REQUIRED WORK:
From the line containing "Mark rock face." through the end of the records, inclusive, replace every "branch" with "limb" and copy out those lines with nothing else altered. Omit the pictures from your answer.

Rows from a dataset of box labels:
## BEGIN
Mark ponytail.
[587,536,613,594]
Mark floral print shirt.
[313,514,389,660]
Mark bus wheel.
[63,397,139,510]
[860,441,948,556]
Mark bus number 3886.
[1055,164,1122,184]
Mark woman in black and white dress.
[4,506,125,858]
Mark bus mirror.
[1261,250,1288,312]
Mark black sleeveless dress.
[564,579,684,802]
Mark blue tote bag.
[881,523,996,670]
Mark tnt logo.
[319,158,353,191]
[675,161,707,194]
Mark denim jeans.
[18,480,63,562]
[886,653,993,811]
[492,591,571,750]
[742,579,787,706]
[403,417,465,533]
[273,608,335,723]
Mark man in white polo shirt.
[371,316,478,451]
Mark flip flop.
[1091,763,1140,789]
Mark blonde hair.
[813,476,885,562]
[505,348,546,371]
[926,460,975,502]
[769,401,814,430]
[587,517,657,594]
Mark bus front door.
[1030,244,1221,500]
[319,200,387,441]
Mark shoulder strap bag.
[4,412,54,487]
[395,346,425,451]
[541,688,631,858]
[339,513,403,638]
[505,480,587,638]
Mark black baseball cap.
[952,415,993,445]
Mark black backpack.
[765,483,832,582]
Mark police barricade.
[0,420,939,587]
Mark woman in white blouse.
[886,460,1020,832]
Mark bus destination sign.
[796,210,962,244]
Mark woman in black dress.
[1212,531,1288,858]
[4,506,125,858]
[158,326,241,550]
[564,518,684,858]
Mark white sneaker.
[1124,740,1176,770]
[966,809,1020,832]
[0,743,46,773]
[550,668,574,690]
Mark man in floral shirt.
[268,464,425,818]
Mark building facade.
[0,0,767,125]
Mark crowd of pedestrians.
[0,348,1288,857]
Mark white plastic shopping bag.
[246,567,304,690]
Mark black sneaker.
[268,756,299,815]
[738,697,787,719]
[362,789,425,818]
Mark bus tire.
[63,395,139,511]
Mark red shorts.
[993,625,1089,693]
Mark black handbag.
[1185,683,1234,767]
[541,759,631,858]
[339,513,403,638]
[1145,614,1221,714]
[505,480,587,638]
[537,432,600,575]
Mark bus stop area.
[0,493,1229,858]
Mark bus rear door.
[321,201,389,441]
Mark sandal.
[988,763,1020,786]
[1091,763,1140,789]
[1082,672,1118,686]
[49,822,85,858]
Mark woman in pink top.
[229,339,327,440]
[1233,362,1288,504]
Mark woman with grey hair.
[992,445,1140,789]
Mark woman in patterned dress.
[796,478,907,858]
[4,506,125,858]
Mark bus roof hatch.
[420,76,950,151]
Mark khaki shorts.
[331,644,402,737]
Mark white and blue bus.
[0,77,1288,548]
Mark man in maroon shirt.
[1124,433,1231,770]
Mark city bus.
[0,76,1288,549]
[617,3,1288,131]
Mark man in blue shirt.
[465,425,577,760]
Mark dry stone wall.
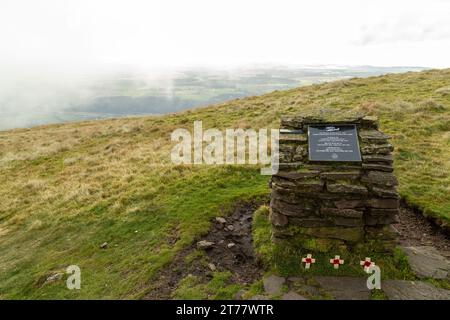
[270,114,399,252]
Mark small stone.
[216,217,227,224]
[263,274,286,295]
[197,240,214,250]
[227,224,234,231]
[234,289,246,300]
[320,171,361,180]
[281,291,308,300]
[402,246,450,279]
[362,163,394,172]
[382,280,450,300]
[270,211,289,227]
[334,200,366,209]
[361,171,398,187]
[327,183,368,194]
[367,198,399,209]
[208,263,217,272]
[250,294,268,300]
[314,276,370,300]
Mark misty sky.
[0,0,450,69]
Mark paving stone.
[402,246,450,279]
[381,280,450,300]
[281,291,308,300]
[264,274,286,295]
[314,276,370,300]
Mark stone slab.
[314,276,371,300]
[381,280,450,300]
[402,246,450,279]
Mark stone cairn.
[270,113,399,252]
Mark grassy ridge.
[0,70,450,298]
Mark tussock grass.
[0,69,450,298]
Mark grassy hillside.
[0,69,450,298]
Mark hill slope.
[0,69,450,298]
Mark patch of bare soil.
[394,203,450,257]
[145,202,450,299]
[145,202,263,299]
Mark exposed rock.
[314,276,370,300]
[334,199,366,209]
[197,240,215,250]
[361,143,394,155]
[298,227,364,242]
[362,163,394,172]
[281,291,308,300]
[402,246,450,279]
[367,198,399,209]
[372,187,399,199]
[274,170,319,180]
[280,134,308,142]
[208,263,217,272]
[361,171,398,187]
[363,154,394,163]
[381,280,450,300]
[270,109,399,253]
[365,209,399,226]
[263,274,286,295]
[234,289,246,300]
[358,130,391,143]
[250,294,269,300]
[45,272,63,283]
[270,210,289,227]
[216,217,227,224]
[327,183,367,194]
[320,171,361,180]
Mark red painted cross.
[302,253,316,269]
[330,256,344,269]
[359,257,375,272]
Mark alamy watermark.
[66,265,81,290]
[171,121,279,175]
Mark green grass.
[252,206,415,280]
[0,70,450,299]
[173,272,241,300]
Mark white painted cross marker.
[359,257,375,273]
[330,256,344,269]
[302,253,316,269]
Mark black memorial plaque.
[308,125,361,162]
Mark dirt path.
[145,202,450,300]
[394,204,450,258]
[145,202,263,299]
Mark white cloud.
[0,0,450,70]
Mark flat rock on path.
[381,280,450,300]
[263,274,286,295]
[281,291,308,300]
[314,276,371,300]
[402,246,450,279]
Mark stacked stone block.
[270,114,399,251]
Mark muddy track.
[394,201,450,257]
[144,201,450,300]
[144,202,263,300]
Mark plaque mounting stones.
[308,124,361,162]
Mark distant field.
[0,67,423,130]
[0,69,450,299]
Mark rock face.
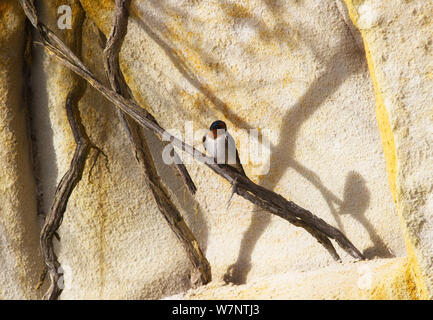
[0,0,433,299]
[0,0,42,299]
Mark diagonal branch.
[20,0,364,259]
[40,1,93,300]
[104,0,212,286]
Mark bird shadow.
[144,131,209,252]
[129,1,389,284]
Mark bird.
[203,120,247,177]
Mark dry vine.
[40,1,90,300]
[104,0,208,286]
[20,0,364,298]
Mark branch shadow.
[128,0,389,284]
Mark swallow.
[203,120,246,177]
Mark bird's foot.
[227,177,238,209]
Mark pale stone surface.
[0,0,42,299]
[73,1,405,294]
[0,0,420,299]
[346,0,433,298]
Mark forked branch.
[20,0,364,282]
[40,1,93,300]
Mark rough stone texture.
[346,0,433,299]
[0,0,42,299]
[165,258,417,300]
[76,1,405,296]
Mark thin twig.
[20,0,364,260]
[104,0,208,286]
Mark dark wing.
[201,134,207,151]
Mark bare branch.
[104,0,212,286]
[20,0,364,259]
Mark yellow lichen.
[344,0,428,299]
## END
RESULT BELOW:
Mark rock face.
[0,0,433,299]
[0,0,42,299]
Mark diagonal limb.
[20,0,364,259]
[40,1,93,300]
[104,0,212,286]
Mark bird shadow.
[144,131,209,252]
[129,1,389,284]
Mark bird.
[203,120,247,177]
Mark dry vine.
[40,1,90,300]
[104,0,208,286]
[20,0,364,298]
Mark limb shadow.
[128,0,389,284]
Mark swallow.
[203,120,246,177]
Mark bird's foot.
[227,177,238,209]
Mark pale stone surface.
[0,0,42,299]
[73,1,405,294]
[0,0,420,299]
[346,0,433,298]
Mark forked limb.
[20,0,364,282]
[40,1,93,300]
Mark rough stone texture.
[346,0,433,299]
[0,0,42,299]
[165,258,417,300]
[76,1,405,296]
Mark thin twig.
[20,0,364,260]
[104,0,208,286]
Mark dark wing.
[201,134,207,151]
Mark bare limb.
[104,0,212,286]
[20,0,364,259]
Mark yellow lichen.
[344,0,428,299]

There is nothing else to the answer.